Maladies professionnelles – Dispositions générales – Comité régional de reconnaissance des maladies professionnelles – Saisine par la caisse primaire d'assurance maladie – Exclusion – Cas – Rapport établi par le service du contrôle médical – Taux d'incapacité permanente partielle inférieur à 25 %

Sur le moyen unique :

Vu les articles L. 461-1, alinéa 4, et R. 461-8 du code de la sécurité sociale, rendus applicables par les articles L. 751-7 et R. 751-17 du code rural et de la pêche maritime au régime d'assurance obligatoire des salariés agricoles contre les accidents du travail et les maladies professionnelles ;

Attendu, selon le premier de ces textes, que peut être également reconnue d'origine professionnelle une maladie caractérisée non désignée dans un tableau des maladies professionnelles lorsqu'il est établi qu'elle est essentiellement et directement causée par le travail habituel de la victime et qu'elle entraîne le décès de celle-ci ou une incapacité permanente d'un taux évalué dans les conditions mentionnées à l'article L. 434-2 et au moins égal à un pourcentage fixé à 25 % par le deuxième ; que, selon le premier, la caisse primaire d'assurance maladie saisit le comité régional de reconnaissance des maladies professionnelles après avoir recueilli, notamment, le rapport du service du contrôle médical qui comprend, le cas échéant, le rapport d'évaluation du taux d'incapacité permanente partielle de la victime ; que pour l'application de ces dispositions, le taux d'incapacité permanente à retenir pour l'instruction d'une demande de prise en charge d'une maladie non désignée dans un tableau des maladies professionnelles est celui évalué par le service du contrôle médical dans le dossier constitué pour la saisine du comité régional de reconnaissance des maladies professionnelles ;

Attendu, selon l'arrêt attaqué, que M. L... (la victime), ouvrier de conditionnement au sein d'une société agricole, ayant infructueusement demandé à la caisse de mutualité sociale agricole Ardèche-Drôme-Loire (la caisse) de prendre en charge, au titre de la législation professionnelle, l'eczéma avec urticaire géant d'origine allergique dont il a été reconnu atteint selon un certificat médical du 26 mai 2014, a saisi une juridiction de sécurité sociale d'un recours ;

Attendu que pour enjoindre à la caisse de saisir le comité régional de reconnaissance des maladies professionnelles de Lyon, l'arrêt énonce qu'en vertu de l'article R. 142-24-2 du code de la sécurité sociale, lorsque le différend porte sur la reconnaissance de l'origine professionnelle d'une pathologie dans les conditions de l'article L. 461-1, alinéa 4, du code de la sécurité sociale, le tribunal a l'obligation, avant de se prononcer, de solliciter l'avis d'un comité régional de reconnaissance des maladies professionnelles différent de celui saisi initialement par la caisse et ne peut se fonder exclusivement sur une expertise ordonnée judiciairement ;

Qu'en statuant ainsi, alors qu'elle constatait que la victime était atteinte d'une incapacité permanente partielle inférieure à 25 % du fait de la maladie litigieuse, ce dont il résultait que celle-ci qui n'était pas désignée par un tableau des maladies professionnelles, ne pouvait pas donner lieu à une mesure de reconnaissance individuelle, la cour d'appel a violé les textes susvisés ;

Et vu l'article 627 du code de procédure civile, après avis donné aux parties en application de l'article 1015 du même code ;

PAR CES MOTIFS :

CASSE ET ANNULE, en toutes ses dispositions, l'arrêt rendu le 27 mars 2018, entre les parties, par la cour d'appel de Grenoble ;

DIT n'y avoir lieu à renvoi.
* * * * *
#### ACTIVITÉ A:
Imprimez le passage du texte sur les maladies professionnelles qui commence à « CASSE ET ANNULE, en » et se termine à « lieu à renvoi. ».
#### ACTIVITÉ B:
D'après le texte sur les maladies professionnelles, quelle cour d'appel a rendu l'arrêt du 27 mars 2018 qui est cassé et annulé ?
#### ACTIVITÉ C:
Poursuivez le texte sur les maladies professionnelles à la suite de sa dernière phrase.
* * * * *
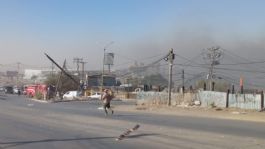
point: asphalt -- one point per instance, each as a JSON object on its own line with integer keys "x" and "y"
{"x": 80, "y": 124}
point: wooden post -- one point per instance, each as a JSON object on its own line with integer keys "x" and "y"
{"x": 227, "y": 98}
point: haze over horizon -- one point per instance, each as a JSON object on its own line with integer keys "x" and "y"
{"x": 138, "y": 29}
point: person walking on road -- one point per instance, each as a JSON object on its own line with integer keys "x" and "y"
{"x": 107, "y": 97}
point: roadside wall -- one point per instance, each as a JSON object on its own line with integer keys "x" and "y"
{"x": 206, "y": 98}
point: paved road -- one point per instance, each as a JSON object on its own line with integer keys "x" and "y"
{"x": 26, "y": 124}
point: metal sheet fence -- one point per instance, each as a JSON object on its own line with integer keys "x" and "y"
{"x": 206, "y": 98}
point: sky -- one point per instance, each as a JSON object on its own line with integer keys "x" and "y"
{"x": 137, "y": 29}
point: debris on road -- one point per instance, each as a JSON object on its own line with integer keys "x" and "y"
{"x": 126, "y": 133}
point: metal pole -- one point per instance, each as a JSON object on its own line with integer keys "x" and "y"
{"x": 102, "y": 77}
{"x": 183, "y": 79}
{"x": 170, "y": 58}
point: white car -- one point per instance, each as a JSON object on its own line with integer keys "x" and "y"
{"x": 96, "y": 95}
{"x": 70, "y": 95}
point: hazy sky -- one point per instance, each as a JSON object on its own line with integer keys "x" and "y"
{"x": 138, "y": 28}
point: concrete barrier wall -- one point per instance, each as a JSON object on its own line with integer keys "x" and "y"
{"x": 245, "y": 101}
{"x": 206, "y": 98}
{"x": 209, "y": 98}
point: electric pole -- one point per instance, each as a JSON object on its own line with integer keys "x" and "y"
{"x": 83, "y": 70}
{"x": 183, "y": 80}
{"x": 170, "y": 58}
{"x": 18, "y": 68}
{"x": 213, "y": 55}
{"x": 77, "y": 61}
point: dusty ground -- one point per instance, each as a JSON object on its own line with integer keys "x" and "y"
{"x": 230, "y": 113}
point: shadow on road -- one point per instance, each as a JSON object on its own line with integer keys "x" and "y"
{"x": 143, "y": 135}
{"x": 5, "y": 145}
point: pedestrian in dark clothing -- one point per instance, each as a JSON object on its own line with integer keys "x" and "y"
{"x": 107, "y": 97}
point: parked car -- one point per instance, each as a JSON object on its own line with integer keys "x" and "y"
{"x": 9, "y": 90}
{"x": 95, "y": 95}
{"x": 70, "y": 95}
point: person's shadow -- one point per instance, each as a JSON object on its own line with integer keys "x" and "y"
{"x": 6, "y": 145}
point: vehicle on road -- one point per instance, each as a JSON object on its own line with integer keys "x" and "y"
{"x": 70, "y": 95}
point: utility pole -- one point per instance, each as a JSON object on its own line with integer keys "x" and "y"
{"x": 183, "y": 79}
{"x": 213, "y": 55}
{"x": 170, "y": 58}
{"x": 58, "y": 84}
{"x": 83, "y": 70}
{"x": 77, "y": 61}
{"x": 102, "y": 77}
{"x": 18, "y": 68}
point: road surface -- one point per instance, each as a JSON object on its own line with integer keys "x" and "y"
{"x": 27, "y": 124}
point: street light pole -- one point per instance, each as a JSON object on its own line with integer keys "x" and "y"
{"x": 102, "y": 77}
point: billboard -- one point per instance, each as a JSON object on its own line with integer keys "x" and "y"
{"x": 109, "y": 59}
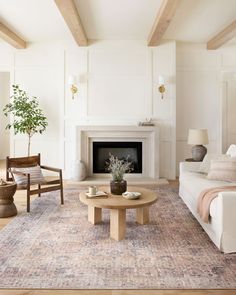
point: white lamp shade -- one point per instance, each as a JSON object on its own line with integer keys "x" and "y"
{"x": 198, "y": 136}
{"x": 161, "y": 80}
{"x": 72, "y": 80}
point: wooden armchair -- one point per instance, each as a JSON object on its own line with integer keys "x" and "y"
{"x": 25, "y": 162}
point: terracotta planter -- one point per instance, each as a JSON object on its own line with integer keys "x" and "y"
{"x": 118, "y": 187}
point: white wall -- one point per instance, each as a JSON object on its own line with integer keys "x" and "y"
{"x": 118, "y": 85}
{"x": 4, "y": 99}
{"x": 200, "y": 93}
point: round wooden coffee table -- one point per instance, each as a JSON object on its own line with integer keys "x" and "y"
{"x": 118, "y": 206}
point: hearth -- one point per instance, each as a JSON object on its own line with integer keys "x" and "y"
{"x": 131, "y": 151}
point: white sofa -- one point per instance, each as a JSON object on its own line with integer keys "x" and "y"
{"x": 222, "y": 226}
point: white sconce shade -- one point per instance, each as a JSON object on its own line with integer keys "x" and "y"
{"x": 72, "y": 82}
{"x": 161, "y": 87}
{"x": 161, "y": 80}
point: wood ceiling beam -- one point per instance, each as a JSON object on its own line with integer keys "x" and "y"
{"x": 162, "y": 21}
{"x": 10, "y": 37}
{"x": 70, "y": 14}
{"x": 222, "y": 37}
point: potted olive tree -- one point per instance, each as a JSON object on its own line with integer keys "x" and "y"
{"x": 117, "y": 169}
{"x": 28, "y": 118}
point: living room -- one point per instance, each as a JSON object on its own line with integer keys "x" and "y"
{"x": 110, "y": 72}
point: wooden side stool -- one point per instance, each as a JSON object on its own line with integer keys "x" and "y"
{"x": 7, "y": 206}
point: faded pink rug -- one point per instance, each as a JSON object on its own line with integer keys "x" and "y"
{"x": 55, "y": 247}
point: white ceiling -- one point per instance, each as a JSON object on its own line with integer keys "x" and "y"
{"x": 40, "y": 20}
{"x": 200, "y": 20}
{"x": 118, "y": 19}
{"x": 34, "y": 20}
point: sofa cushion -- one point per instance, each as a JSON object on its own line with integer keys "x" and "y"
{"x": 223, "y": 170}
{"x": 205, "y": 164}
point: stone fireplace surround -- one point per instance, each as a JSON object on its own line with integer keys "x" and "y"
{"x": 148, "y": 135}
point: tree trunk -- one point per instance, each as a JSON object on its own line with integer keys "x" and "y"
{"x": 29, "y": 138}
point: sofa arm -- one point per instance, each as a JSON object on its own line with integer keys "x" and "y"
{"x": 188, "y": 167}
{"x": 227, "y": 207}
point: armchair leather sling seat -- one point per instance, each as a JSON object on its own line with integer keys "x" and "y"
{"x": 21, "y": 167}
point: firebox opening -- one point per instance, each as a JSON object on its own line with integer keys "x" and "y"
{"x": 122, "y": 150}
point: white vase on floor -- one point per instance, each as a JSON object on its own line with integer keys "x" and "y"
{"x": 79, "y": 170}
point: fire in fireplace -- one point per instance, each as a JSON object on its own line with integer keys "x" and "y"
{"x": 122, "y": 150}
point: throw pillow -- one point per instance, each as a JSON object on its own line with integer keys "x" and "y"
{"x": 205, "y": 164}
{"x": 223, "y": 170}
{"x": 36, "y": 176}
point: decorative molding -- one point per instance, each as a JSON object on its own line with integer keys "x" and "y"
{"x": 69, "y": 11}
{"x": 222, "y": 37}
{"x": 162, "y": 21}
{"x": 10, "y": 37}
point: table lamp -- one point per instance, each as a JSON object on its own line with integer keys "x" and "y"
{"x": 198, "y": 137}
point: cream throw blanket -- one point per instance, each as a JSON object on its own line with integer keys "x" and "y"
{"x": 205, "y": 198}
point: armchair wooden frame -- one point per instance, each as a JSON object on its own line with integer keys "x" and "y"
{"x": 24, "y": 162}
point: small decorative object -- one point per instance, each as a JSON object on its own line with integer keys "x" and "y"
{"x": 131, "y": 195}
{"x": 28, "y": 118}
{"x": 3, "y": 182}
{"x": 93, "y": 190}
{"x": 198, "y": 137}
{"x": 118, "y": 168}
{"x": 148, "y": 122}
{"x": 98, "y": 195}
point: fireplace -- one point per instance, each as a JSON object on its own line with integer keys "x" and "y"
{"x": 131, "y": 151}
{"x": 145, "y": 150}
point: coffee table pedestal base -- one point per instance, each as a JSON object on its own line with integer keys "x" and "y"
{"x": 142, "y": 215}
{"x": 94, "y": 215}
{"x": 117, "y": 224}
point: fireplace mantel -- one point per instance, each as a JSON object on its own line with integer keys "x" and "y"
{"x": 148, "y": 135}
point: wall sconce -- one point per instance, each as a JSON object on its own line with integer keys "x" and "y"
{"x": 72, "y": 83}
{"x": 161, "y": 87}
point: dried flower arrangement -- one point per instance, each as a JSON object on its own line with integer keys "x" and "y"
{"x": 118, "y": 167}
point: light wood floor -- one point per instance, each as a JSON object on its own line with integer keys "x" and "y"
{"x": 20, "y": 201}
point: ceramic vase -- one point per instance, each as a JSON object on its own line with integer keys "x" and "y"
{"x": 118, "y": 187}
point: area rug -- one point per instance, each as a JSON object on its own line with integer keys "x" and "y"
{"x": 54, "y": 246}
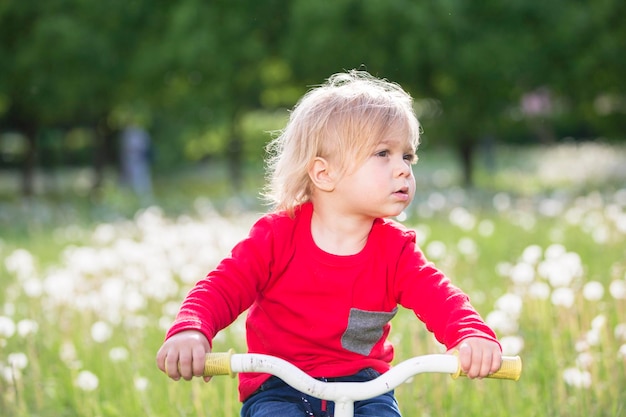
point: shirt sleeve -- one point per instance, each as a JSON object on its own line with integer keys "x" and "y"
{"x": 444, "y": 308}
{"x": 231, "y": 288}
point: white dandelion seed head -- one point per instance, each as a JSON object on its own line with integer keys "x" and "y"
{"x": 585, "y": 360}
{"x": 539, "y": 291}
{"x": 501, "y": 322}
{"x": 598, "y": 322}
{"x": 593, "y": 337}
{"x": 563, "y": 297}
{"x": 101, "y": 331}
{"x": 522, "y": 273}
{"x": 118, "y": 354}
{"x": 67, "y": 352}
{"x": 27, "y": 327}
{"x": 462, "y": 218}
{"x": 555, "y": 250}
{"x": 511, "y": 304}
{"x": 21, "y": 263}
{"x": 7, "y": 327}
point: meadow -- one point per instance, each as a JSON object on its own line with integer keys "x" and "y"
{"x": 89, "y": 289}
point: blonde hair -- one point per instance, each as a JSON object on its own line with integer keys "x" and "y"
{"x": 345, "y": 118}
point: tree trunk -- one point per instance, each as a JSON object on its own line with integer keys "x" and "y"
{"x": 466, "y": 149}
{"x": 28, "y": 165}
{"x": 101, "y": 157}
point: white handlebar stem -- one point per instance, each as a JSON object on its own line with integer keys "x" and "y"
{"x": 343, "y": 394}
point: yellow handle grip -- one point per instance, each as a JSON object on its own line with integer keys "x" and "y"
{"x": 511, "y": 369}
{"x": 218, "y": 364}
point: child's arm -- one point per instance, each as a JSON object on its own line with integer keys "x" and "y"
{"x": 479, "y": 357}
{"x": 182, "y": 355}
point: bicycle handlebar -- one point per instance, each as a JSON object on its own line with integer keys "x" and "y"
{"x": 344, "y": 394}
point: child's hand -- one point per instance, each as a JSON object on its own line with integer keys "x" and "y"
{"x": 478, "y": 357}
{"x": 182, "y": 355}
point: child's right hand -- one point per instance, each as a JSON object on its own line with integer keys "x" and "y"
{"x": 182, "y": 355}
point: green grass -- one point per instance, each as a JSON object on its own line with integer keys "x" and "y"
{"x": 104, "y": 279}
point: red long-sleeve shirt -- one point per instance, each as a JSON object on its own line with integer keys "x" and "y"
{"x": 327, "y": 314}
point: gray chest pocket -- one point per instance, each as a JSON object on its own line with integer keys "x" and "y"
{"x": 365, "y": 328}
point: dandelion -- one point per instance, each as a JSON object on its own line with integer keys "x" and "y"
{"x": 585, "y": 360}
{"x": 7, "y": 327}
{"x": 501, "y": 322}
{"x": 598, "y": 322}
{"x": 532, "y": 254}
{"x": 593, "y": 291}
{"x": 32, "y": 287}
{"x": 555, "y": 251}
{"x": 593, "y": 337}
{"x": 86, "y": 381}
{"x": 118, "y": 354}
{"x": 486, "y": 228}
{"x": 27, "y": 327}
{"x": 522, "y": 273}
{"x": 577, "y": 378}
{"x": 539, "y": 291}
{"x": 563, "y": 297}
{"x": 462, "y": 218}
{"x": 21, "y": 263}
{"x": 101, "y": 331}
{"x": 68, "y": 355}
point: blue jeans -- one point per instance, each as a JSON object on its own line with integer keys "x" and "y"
* * * * *
#### RÉSULTAT DE L'EXERCICE A:
CASSE ET ANNULE, en toutes ses dispositions, l'arrêt rendu le 27 mars 2018, entre les parties, par la cour d'appel de Grenoble ;

DIT n'y avoir lieu à renvoi.

#### RÉSULTAT DE L'EXERCICE B:
La cour d'appel de Grenoble.

#### RÉSULTAT DE L'EXERCICE C:
- Président : Mme Flise - Rapporteur : M. Cadiot - Avocat général : M. de Monteynard - Avocat(s) : SCP Ohl et Vexliard -

Textes visés :

Articles L. 461-1, alinéa 4, et R. 461-8 du code de la sécurité sociale, rendus applicables par les articles L. 751-7 et R. 751-17 du code rural et de la pêche maritime au régime d'assurance obligatoire des salariés agricoles contre les accidents du travail et les maladies professionnelles.

Rapprochement(s) :

2e Civ., 19 janvier 2017, pourvoi n° 15-26.655, Bull. 2017, II, n° 19 (cassation partielle).